#### STATED PROBLEM
Format the rows as a numbered list, starting at the line containing "Question. Locate the metal barrier" and continuing through the last row. Omit blank lines and leave the pictures out.

════════════════════

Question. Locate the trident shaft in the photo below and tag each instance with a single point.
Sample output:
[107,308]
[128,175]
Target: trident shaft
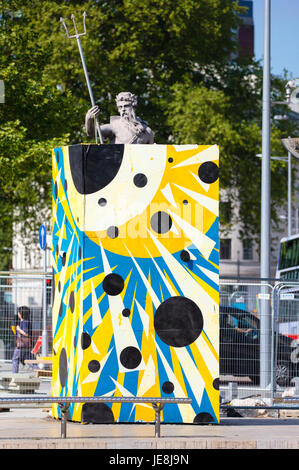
[77,36]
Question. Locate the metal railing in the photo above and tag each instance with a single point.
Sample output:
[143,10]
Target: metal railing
[242,306]
[64,403]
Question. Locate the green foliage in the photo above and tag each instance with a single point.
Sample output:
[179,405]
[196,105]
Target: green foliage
[226,108]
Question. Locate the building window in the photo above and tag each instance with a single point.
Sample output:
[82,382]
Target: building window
[247,249]
[225,248]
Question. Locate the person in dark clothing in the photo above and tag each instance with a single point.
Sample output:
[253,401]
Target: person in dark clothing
[22,350]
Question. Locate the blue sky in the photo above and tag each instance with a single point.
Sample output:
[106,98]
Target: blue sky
[284,35]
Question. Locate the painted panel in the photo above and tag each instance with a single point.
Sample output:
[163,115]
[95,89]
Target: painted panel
[136,263]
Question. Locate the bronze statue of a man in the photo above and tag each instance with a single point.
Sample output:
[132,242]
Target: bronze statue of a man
[126,128]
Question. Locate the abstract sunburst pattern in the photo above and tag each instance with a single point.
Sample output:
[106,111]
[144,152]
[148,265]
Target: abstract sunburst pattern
[136,263]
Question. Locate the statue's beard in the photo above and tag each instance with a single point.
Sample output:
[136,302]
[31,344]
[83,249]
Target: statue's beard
[130,116]
[133,122]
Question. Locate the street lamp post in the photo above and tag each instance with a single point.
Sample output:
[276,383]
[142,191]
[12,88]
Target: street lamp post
[265,319]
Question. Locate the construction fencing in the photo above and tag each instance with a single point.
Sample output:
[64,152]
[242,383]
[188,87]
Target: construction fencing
[259,331]
[35,292]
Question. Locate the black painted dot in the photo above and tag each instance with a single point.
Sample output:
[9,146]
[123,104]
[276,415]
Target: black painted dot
[63,367]
[85,340]
[216,384]
[112,232]
[168,387]
[208,172]
[130,357]
[60,309]
[113,284]
[185,256]
[94,366]
[203,418]
[102,202]
[140,180]
[97,413]
[178,321]
[161,222]
[72,302]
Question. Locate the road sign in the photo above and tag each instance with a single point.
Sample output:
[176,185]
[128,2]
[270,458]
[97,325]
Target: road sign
[42,237]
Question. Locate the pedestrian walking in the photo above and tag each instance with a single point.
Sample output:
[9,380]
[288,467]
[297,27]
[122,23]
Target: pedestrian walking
[23,339]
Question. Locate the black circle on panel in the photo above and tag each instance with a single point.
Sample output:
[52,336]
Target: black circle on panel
[72,301]
[161,222]
[140,180]
[130,357]
[185,256]
[216,383]
[63,367]
[85,340]
[102,202]
[168,387]
[203,418]
[178,321]
[94,366]
[208,172]
[113,284]
[112,232]
[96,413]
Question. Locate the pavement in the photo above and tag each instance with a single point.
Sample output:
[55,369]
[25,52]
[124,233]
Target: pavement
[34,428]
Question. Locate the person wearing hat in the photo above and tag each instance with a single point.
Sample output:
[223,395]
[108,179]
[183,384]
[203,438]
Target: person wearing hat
[126,128]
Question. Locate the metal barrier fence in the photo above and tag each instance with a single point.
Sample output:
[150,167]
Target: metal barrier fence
[35,292]
[259,332]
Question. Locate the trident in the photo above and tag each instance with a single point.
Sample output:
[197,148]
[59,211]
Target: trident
[77,36]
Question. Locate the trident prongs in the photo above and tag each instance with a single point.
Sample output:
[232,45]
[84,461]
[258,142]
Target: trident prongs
[77,36]
[75,26]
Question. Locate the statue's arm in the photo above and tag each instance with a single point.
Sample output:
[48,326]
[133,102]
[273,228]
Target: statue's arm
[151,135]
[106,129]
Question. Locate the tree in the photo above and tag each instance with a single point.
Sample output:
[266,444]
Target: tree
[225,107]
[153,48]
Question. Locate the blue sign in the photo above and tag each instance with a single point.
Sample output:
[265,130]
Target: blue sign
[42,236]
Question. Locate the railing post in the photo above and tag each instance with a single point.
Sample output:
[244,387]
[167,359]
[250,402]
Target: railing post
[158,408]
[64,409]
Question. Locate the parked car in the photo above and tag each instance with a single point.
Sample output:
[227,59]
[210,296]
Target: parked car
[240,348]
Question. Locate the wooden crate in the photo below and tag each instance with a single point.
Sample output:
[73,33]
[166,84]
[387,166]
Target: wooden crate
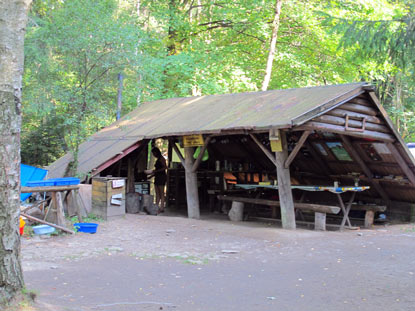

════════════════════

#### OUTPUT BELOW
1. Question. Locate the metal barrier fence in the photo above and tag each instance with a single point.
2. Sample output:
3. [150,167]
4. Target: metal barrier fence
5. [35,292]
6. [259,332]
7. Question. Locate the trident in the photo above and tag each instance with a single point.
8. Sample output:
9. [197,148]
10. [59,211]
11. Target: trident
12. [77,36]
13. Question. Locate the trident prongs in the photo above and tag each instance with a single point.
14. Sample output:
15. [232,45]
16. [84,461]
17. [258,142]
18. Target: trident prongs
19. [77,36]
20. [75,26]
21. Question. Locate the statue's arm in the photo above and tag each instance with a single point.
22. Sample output:
23. [48,326]
24. [133,102]
25. [273,228]
26. Target: statue's arm
27. [151,135]
28. [106,129]
29. Question. Locate the tree in the photo above and tag each instance with a single point.
30. Sample output:
31. [266,444]
32. Target: tree
33. [225,107]
34. [153,48]
35. Question. Locate the blue sign in the photo above and tag each instance with a single point.
36. Sample output:
37. [265,130]
38. Target: blue sign
39. [42,236]
40. Question. Locate the railing post in the photo above and tag each instance with a single point.
41. Sample output:
42. [244,387]
43. [167,359]
44. [250,402]
45. Target: railing post
46. [158,408]
47. [64,409]
48. Question. Locate the parked car in the photo above and tag each instance with a single point.
49. Sample output:
50. [227,59]
51. [210,296]
52. Target: parked car
53. [240,348]
54. Question. Locate the wooden crate in the photo below and tag each instance with a single point.
55. Sample output:
56. [73,33]
57. [166,84]
58. [387,166]
59. Target: wooden crate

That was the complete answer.